Quoted passage

= Hubert Giesen =

German pianist

Hubert Giesen (13 January 1898 – 11 February 1980) was a German pianist.

== Life and career ==
Born in Kornelimünster, Giesen came from an old family that had lived in Kornelimünster since the 17th century. He studied music at the Conservatory in Cologne and later at the Musikhochschule Stuttgart. His teachers were Fritz Busch, Lazzaro Uzielli in Cologne and Max von Pauer and Joseph Haas in Stuttgart. (In his autobiography there are 113 pages on Fritz and Adolf Busch in the keyword index).

After he had earned his reputation in the late 1920s as accompanist to the violinist Adolf Busch at concerts in Rome, Amsterdam, Berlin and New York, he travelled with Yehudi Menuhin for two years throughout Europe and America. Giesen has accompanied countless concerts of the violinists Fritz Kreisler and Erika Morini and was then partner of Leo Slezak, Julius Patzak, Sigrid Onégin, Erna Berger, Erna Sack and many other soloists of his time. In 1943 he married the opera and concert singer Ellinor Junker.

Dataset rows
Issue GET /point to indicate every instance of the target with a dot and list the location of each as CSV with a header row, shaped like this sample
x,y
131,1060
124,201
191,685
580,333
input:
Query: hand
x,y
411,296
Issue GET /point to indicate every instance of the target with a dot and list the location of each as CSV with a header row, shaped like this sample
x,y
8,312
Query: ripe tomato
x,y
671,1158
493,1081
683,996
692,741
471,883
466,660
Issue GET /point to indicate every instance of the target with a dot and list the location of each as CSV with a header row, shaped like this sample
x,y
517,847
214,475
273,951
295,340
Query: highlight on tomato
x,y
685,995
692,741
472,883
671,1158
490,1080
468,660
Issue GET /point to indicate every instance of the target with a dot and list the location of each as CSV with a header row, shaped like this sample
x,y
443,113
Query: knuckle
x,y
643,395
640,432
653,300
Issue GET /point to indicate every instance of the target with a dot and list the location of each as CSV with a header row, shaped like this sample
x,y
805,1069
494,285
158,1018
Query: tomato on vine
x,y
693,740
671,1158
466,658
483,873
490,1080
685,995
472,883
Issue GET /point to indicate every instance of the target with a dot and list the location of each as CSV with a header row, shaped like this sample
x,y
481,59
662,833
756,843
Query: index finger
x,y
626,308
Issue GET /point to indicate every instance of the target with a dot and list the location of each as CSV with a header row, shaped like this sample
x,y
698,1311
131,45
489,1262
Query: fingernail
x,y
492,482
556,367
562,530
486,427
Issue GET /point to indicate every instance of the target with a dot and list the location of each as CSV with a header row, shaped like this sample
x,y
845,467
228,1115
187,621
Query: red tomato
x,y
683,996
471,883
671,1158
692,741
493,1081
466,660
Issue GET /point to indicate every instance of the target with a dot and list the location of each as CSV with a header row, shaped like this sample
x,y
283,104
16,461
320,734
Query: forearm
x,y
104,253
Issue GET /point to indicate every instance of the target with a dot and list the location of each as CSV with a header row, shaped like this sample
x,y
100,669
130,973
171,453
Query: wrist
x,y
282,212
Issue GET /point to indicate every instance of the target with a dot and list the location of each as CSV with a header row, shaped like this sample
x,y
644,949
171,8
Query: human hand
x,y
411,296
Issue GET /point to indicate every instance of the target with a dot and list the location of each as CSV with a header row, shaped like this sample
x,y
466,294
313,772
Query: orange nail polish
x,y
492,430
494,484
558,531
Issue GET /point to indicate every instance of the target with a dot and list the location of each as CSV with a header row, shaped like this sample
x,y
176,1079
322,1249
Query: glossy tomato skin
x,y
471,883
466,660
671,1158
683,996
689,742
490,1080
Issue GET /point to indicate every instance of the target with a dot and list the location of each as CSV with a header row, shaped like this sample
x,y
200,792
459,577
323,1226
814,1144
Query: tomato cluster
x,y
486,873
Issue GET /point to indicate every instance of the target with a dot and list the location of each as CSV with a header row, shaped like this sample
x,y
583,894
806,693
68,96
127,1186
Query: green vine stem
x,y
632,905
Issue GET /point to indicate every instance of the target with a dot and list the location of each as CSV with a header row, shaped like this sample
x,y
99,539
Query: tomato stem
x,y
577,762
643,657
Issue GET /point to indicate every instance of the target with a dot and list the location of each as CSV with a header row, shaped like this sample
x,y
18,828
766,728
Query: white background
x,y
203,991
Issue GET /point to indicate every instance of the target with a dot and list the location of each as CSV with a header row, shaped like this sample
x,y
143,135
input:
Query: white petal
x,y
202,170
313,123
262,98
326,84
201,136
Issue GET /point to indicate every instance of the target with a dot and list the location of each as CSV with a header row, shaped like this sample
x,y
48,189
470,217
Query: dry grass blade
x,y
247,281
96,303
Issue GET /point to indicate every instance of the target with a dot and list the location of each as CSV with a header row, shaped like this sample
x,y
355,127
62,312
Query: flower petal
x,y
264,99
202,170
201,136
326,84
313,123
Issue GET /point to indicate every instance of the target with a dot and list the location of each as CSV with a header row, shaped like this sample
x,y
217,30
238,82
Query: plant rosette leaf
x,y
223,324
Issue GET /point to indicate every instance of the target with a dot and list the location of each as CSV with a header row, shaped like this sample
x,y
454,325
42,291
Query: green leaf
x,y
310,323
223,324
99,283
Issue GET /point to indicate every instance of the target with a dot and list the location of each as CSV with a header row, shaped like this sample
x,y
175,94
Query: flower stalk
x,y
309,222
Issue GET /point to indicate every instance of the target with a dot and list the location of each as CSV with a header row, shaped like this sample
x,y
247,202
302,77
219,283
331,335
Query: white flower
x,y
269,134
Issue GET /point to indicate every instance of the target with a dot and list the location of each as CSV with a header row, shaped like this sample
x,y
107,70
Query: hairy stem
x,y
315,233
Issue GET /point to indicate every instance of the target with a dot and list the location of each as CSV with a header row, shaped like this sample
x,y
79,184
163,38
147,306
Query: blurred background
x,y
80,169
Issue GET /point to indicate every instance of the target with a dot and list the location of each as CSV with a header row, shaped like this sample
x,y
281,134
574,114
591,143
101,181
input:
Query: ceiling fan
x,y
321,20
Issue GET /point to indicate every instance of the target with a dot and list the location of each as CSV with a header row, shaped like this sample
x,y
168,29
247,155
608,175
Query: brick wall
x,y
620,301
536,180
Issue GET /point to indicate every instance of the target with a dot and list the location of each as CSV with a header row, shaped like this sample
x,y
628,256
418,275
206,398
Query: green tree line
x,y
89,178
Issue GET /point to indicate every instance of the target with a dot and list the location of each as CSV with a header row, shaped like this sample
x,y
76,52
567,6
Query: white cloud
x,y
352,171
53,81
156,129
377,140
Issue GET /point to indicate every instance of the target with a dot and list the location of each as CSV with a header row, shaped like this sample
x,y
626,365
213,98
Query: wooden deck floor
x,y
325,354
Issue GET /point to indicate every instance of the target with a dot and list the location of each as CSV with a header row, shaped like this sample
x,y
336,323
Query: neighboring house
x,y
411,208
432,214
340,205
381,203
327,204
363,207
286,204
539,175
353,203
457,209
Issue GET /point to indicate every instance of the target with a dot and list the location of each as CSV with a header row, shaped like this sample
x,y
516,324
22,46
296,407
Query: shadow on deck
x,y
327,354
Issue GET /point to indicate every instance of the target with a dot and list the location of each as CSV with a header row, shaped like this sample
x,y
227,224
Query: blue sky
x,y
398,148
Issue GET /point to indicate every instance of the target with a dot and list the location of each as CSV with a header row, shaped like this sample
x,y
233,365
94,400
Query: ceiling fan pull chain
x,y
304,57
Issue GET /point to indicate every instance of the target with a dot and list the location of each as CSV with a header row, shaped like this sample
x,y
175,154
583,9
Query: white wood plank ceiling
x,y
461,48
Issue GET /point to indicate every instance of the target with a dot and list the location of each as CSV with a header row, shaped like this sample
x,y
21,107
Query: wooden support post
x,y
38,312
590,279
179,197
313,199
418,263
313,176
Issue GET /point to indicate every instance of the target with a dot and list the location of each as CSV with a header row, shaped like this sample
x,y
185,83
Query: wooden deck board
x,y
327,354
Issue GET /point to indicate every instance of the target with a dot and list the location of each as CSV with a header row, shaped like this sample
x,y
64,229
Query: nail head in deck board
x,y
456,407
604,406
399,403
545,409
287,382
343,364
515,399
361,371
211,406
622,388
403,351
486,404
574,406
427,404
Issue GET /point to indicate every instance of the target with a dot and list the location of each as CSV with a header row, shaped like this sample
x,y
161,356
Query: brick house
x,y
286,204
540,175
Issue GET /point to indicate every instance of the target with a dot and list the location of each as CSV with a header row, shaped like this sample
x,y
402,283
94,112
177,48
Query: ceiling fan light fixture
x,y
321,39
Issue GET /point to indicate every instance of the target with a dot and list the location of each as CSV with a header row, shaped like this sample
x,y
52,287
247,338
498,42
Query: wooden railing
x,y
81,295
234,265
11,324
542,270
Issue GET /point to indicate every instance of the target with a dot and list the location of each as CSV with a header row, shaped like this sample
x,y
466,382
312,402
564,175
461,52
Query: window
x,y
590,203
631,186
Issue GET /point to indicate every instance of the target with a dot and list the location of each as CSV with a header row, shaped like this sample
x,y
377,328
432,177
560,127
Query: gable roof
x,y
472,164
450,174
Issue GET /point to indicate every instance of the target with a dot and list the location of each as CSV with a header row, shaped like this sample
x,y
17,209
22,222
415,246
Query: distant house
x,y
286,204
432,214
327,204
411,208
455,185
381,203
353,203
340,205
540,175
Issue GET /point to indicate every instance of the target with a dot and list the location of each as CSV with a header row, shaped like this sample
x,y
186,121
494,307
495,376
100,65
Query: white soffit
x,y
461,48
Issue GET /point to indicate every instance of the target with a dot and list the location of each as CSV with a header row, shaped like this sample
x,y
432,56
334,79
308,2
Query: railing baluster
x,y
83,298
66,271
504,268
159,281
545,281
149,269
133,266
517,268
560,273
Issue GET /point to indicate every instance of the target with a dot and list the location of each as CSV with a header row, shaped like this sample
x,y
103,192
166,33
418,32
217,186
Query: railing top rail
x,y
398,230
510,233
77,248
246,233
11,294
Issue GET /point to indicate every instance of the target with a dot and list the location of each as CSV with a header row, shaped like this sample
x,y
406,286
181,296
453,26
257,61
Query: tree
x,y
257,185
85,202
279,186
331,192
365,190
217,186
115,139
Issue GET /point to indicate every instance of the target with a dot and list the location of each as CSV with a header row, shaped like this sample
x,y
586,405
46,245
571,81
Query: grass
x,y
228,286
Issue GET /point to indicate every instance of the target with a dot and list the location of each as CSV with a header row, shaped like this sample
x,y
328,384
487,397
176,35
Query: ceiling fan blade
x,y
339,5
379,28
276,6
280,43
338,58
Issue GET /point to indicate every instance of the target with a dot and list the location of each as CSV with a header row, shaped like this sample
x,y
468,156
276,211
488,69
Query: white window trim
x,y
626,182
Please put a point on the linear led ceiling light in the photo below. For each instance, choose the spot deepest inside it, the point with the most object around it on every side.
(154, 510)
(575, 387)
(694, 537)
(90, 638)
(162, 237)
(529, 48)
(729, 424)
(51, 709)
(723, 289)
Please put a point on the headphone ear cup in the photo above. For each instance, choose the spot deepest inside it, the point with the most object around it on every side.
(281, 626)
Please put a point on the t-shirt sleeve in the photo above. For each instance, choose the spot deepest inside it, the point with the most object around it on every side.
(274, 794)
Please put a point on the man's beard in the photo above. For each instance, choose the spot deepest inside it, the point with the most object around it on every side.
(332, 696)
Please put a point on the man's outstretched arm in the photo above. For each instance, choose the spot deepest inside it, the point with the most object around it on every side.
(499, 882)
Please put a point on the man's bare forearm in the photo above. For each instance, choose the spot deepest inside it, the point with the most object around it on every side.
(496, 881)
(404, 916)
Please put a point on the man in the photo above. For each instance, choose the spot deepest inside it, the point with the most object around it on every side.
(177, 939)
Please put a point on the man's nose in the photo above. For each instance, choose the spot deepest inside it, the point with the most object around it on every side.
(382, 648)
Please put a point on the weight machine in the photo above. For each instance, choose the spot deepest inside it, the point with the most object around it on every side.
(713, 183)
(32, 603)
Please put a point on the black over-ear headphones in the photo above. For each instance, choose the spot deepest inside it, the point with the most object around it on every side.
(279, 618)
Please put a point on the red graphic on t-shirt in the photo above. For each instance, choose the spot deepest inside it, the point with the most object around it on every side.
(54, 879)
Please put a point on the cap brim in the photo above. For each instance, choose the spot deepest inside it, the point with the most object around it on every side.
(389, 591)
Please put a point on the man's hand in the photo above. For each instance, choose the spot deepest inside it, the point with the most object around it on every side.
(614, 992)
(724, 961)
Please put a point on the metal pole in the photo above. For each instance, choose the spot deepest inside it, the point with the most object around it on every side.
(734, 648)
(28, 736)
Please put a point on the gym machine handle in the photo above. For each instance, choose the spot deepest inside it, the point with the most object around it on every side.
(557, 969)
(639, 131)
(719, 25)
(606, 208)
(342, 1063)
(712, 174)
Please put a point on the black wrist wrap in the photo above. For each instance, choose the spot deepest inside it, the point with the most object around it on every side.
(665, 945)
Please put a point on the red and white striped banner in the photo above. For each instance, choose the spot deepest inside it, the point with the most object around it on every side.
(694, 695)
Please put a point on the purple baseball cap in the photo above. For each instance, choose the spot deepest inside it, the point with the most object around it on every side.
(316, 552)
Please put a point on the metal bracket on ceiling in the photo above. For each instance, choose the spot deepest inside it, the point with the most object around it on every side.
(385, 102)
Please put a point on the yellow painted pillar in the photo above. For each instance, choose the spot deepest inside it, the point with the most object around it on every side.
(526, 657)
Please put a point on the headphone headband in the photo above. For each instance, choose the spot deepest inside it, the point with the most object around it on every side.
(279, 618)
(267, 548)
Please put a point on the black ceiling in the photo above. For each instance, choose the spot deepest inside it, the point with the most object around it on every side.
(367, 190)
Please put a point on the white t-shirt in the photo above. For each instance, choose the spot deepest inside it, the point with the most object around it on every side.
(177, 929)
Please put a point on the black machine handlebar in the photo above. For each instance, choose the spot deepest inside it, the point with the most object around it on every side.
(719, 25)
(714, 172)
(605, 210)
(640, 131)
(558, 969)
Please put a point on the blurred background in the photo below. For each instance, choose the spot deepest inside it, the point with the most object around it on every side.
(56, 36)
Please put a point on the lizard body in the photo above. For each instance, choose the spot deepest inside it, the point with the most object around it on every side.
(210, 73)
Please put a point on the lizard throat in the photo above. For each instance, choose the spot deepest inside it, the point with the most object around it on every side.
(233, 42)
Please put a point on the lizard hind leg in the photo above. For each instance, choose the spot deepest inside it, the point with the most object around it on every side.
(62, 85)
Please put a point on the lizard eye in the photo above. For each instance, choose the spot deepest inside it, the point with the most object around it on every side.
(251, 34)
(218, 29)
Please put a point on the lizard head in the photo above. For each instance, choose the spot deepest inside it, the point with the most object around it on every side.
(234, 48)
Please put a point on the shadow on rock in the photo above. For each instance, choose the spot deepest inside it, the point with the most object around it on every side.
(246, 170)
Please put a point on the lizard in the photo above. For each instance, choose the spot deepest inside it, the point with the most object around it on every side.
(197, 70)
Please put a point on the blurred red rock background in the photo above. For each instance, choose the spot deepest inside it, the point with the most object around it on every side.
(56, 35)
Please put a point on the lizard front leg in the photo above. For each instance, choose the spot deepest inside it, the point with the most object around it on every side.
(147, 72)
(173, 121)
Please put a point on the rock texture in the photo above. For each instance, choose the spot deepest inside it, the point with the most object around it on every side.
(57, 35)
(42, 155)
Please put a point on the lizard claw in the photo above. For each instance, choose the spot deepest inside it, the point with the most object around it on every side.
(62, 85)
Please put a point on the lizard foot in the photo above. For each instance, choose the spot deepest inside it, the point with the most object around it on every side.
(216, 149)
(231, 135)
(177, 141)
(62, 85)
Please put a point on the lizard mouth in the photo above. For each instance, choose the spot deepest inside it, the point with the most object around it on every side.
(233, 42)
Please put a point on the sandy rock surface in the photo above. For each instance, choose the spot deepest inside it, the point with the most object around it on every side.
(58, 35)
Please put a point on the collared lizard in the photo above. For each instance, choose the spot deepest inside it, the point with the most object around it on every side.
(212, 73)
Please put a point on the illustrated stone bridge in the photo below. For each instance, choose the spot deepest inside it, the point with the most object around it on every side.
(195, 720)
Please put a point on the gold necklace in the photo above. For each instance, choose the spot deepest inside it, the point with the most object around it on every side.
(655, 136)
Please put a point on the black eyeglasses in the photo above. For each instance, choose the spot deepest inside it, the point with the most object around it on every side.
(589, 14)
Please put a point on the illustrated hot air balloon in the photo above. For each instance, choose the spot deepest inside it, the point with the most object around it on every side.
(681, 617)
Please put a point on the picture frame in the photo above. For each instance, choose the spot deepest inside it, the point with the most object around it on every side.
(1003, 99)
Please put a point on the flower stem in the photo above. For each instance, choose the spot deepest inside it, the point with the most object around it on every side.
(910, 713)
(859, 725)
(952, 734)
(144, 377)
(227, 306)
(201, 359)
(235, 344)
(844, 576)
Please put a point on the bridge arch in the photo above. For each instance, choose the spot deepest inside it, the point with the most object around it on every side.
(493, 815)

Task details
Please mark each of these statements yes or no according to the Hubert Giesen biography, and quote the exact words of the biography that decide each one. (a) Giesen studied at the Musikhochschule Stuttgart. (b) Giesen toured with Yehudi Menuhin for three years. (c) Giesen married the violinist Erika Morini. The data has nothing to do with the Hubert Giesen biography.

Result of this exercise
(a) Yes: "later at the Musikhochschule Stuttgart"
(b) No: "he travelled with Yehudi Menuhin for two years throughout Europe and America"
(c) No: "In 1943 he married the opera and concert singer Ellinor Junker."